Document passage:
Somalia’s president called on Islamist Shabaab fighters Wednesday to surrender amid reports factions have shifted allegiance from Al-Qaeda to Islamic State.
Both militant franchises are “destroyers”, President Hassan Sheikh Mohamud said in a statement, saying he had followed “with interest the now-public dispute within Al-Shabaab, over whether to swear allegiance to Al-Qaeda or the Islamic State.”
Mohamud said the reported divisions were “symptomatic of a group that has lost its way”, and warned that Somalis “do not need a new brand of horror and repression.”
The Shabaab, East Africa’s long-time Al-Qaeda branch, is fighting to overthrow the internationally-backed government in Mogadishu, which is protected by 22,000 African Union troops.
The Islamists have lost much ground in recent years but remain a threat in both Somalia and neighbouring Kenya, where they have carried out a series of attacks.
The reported division comes at a time when Islamic State in Iraq and Syria has become the jihadist franchise of choice, attracting fighters from abroad and other militant groups such as Boko Haram in Nigeria.
But Al-Qaeda has also recently expanded its territory in Yemen, just across the Gulf of Aden from Somalia.

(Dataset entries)
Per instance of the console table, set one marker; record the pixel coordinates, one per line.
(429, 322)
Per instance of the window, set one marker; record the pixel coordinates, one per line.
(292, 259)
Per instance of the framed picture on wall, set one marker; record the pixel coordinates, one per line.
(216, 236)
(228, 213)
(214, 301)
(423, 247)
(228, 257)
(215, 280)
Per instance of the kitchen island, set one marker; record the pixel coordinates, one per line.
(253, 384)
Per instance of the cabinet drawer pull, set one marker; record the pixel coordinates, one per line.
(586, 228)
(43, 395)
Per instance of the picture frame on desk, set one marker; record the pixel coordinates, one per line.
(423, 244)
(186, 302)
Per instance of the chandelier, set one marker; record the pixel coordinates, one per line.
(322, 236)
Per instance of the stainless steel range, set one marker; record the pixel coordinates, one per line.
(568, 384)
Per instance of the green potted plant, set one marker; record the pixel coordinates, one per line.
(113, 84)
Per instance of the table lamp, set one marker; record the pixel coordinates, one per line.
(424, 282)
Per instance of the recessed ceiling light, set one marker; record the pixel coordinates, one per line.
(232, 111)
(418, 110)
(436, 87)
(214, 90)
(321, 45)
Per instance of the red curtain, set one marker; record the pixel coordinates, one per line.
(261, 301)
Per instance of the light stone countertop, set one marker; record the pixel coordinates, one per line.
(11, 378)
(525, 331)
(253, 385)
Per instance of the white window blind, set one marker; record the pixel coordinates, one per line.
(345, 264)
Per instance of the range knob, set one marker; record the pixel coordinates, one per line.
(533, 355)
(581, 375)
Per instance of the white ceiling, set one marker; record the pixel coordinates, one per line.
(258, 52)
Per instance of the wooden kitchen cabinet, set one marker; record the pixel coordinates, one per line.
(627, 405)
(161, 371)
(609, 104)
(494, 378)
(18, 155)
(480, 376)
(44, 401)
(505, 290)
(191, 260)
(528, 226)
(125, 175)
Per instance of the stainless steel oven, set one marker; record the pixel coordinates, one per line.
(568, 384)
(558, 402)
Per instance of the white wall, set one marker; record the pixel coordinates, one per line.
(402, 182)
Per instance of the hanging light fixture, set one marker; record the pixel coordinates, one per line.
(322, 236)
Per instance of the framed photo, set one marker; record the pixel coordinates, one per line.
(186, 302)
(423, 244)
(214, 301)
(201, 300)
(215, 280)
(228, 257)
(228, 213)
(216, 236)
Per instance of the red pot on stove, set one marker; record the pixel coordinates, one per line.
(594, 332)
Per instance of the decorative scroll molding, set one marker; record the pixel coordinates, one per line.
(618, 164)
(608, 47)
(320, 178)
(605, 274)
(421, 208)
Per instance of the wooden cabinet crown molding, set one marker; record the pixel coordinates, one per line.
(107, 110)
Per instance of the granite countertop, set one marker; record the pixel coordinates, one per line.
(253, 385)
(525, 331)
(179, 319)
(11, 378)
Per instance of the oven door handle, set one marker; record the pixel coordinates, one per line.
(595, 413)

Problem set:
A) Answer each question from the article on Somalia's president and the Shabaab, using only what it states.
(i) How many African Union troops protect the government in Mogadishu?
(ii) Besides Somalia, in which country have the Shabaab carried out a series of attacks?
(iii) In what country has Al-Qaeda recently expanded its territory?
B) Proceed with the article on Somalia's president and the Shabaab, writing on from its final sentence.

Per-task outputs:
A)
(i) 22,000
(ii) Kenya
(iii) Yemen

B)
“Do not think that your choice is limited to one of two puppet-masters, Al-Qaeda or Daesh (Islamic State),” Mohamud added. “There is another option, the right and holy option: the path to peace.”
The extent of Shabaab support for a move to IS is not known, while international fighters in the Shabaab have been some of the hardest hit by drone strikes and factional infighting.
Some Shabaab militants are focused more on an internal Somali agenda — including navigating the Horn of Africa nation’s complex clan politics — rather than fighting for a wider international Islamist agenda.
“I will keep saying until there are no more of you left to say it to, if you feel you are within the grip of these terrorists and you want another option, stretch out your hands to the government,” Mohamud said.